## Exercise description
Starting from the line that contains "Pretty please, detect the white door", reproduce each line exactly through the end of the material, and include no other lines.
===== Data to use
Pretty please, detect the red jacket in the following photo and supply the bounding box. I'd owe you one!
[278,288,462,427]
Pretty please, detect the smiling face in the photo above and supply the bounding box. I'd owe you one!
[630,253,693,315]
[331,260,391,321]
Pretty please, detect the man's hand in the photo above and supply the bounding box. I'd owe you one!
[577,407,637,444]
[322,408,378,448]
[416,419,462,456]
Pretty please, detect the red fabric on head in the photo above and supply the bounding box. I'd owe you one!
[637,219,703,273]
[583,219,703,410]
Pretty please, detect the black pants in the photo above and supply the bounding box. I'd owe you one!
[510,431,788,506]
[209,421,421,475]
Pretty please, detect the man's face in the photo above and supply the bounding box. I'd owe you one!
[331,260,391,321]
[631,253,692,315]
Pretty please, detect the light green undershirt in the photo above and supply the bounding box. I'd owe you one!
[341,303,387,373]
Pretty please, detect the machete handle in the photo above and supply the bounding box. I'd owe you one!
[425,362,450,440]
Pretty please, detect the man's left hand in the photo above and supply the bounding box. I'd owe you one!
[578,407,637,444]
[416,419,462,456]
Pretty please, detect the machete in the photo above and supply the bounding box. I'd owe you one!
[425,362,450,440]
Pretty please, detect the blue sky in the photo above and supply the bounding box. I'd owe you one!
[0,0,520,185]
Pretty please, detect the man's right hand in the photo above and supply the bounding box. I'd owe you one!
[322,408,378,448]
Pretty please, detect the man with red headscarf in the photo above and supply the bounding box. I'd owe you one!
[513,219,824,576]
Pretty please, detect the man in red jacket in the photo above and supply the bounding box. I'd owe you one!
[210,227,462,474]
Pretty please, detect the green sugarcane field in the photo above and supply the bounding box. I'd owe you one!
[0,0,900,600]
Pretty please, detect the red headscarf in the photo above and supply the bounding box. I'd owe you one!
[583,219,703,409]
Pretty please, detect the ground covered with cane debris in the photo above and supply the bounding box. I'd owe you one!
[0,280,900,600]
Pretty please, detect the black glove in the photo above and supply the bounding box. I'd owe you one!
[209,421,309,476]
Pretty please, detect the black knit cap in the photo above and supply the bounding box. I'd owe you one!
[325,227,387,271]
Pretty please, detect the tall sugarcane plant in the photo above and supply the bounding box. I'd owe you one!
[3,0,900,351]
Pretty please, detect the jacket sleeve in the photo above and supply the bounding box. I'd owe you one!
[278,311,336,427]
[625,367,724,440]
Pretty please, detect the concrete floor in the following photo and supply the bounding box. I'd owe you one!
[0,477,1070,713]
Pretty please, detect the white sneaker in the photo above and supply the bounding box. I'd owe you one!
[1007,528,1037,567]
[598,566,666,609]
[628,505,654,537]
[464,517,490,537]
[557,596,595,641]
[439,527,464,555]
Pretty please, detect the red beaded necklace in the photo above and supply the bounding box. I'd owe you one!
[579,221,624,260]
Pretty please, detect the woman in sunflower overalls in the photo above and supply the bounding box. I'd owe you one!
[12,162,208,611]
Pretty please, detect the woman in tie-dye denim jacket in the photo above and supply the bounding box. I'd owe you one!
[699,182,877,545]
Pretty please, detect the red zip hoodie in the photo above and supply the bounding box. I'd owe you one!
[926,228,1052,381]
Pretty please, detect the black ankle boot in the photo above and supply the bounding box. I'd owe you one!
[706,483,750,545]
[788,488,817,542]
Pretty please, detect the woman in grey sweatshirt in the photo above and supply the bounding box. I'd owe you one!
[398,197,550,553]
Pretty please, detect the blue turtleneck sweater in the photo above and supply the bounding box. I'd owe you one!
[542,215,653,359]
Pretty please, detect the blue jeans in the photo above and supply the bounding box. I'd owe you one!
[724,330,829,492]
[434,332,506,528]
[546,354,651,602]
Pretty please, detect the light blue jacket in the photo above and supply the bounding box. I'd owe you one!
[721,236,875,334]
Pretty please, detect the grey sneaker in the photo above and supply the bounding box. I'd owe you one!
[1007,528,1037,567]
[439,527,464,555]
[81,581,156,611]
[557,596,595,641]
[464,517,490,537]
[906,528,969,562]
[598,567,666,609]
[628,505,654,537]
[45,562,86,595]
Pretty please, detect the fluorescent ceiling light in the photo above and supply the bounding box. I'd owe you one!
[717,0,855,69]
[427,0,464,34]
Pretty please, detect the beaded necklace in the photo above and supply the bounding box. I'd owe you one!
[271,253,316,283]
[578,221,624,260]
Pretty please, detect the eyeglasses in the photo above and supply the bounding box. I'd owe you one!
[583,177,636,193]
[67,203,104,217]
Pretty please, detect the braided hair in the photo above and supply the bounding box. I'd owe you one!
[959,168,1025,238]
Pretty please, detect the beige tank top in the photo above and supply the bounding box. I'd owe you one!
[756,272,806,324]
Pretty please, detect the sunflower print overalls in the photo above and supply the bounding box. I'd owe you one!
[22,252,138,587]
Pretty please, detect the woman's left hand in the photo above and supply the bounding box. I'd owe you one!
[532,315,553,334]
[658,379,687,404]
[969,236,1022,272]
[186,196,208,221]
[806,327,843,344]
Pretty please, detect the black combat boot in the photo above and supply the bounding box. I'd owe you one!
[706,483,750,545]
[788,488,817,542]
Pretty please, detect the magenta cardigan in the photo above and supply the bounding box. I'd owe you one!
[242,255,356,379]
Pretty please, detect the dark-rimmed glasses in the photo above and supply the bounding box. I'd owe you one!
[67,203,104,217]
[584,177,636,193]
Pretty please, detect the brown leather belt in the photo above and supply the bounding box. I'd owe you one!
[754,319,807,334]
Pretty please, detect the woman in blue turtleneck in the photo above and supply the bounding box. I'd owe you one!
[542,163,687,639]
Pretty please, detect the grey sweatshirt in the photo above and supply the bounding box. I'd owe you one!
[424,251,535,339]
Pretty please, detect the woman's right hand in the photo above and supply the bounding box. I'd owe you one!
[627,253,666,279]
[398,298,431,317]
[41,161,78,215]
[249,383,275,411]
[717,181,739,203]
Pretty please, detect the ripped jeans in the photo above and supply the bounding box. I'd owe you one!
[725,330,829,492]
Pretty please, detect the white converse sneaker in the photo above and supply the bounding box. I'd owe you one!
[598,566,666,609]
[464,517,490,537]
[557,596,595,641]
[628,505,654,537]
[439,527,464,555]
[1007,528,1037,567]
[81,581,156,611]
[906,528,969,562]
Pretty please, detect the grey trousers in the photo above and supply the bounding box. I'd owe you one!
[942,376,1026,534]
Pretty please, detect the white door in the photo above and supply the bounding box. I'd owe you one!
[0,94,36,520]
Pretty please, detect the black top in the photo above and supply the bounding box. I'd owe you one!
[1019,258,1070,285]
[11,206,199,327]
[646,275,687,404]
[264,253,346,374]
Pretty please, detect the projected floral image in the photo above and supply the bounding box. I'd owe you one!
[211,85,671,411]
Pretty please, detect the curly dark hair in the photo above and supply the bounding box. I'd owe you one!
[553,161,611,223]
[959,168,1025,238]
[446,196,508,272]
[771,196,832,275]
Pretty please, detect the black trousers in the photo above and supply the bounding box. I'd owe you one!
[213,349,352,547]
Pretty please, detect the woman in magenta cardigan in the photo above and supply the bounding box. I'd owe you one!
==========
## Reply
Pretty please, detect the white door in the photo above and supply the bounding box. I'd owe you one!
[0,94,36,520]
Pretty please, detect the black top in the photo above and supply the bounding box. I'd owe you one!
[1019,258,1070,285]
[11,206,199,327]
[646,275,687,404]
[264,253,346,374]
Pretty please, detect the projected floral image in the photo above and supply the bounding box. I'd owe you one!
[211,85,671,411]
Pretty please, detect the curly dark hair in the photo above and supply the bounding box. I'd owe you one!
[553,161,611,223]
[959,168,1025,238]
[446,196,508,272]
[771,196,832,275]
Pretty please, detect the black trousers in the photo above and supply the bounding box. I'd owe you one!
[213,349,352,547]
Pretty please, detect the woman in magenta cardigan in the photo above and supply the bounding box. I'd owe you one!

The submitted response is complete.